In the this lecture, we will introduce a simple software design methodology and apply it to the the top level design of the TinySearch Engine crawler.
TODO this week: We will progressively read through the paper. “Searching the Web”, Arvind Arasu, Junghoo Cho, Hector Garcia-Molina, Andreas Paepcke, Sriram Raghavan (Stanford University). ACM Transactions on Internet Technology (TOIT), Volume 1 , Issue 1 (August 2001).
Please read the these lecture notes and come armed with ideas of how you would design the crawler. Do not worry if you don’t have clear ideas but just give it some thought. For example, what data structures would you use to maintain a list of URLs that need to be searched by the crawler to maintain uniqueness? What would be the main control flow of the crawler algorithm (hint: look at its operation discussed below). Your input is welcome in class.
Methodology note. In Lab4, we will be putting functions or groups of related functions into seperate C files. We will also use the GNU make command to build our system from multiple files. We will discuss make this week and the writing of simple, clean, small functions that will be placed in their own files.
We plan to learn the following from today’s lecture:
There have been many books written on how to write good code. Some are intuitive: top-down or bottom-up design; divide and conquer (breaking the system down into smaller more understandable components), structured design (data flow-oriented design approach), object oriented design (modularity, abstraction, and information-hiding). For a quick survey of these and other techniques see“A Survey of Major Software Design Methodologies”

DATASET RECORDS ->
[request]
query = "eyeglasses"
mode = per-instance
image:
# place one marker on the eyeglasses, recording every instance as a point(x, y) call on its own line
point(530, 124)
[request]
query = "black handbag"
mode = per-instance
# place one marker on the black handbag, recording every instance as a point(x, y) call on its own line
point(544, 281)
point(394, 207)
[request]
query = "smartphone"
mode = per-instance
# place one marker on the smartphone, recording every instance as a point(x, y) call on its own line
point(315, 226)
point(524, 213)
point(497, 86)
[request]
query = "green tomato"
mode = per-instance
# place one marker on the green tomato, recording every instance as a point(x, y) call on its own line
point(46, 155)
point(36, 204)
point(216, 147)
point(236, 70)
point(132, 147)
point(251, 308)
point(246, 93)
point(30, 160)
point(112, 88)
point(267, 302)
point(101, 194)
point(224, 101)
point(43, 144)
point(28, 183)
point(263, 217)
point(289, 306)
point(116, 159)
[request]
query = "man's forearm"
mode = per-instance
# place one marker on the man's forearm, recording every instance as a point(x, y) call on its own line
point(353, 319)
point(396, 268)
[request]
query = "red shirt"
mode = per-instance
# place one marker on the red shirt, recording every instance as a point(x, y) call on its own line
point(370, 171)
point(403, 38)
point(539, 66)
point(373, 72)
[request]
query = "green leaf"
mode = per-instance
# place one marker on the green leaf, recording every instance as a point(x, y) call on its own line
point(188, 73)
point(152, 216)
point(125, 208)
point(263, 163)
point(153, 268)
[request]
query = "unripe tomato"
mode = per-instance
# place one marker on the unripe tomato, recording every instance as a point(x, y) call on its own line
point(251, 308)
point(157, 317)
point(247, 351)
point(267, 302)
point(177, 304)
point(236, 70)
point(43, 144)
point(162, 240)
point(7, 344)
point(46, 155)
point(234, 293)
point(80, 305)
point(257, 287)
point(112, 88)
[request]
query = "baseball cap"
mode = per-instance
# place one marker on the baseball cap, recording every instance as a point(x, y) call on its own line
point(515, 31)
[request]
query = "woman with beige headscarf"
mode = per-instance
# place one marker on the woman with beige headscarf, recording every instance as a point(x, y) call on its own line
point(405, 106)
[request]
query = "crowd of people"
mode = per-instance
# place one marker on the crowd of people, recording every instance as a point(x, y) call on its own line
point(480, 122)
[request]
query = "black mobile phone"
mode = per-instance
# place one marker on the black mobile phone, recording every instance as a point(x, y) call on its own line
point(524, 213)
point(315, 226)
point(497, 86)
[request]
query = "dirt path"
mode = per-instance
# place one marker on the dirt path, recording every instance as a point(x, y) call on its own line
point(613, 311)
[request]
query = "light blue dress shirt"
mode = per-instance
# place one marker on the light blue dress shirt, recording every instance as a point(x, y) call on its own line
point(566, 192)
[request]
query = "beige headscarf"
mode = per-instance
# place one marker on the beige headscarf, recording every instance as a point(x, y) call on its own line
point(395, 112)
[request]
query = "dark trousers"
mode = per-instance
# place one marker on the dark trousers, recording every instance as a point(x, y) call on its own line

WORK REQUIRED ->
According to the lecture notes on crawler design, what command will be used to build the system from multiple files?

ANSWER FOR THIS EXERCISE ->
The GNU make command.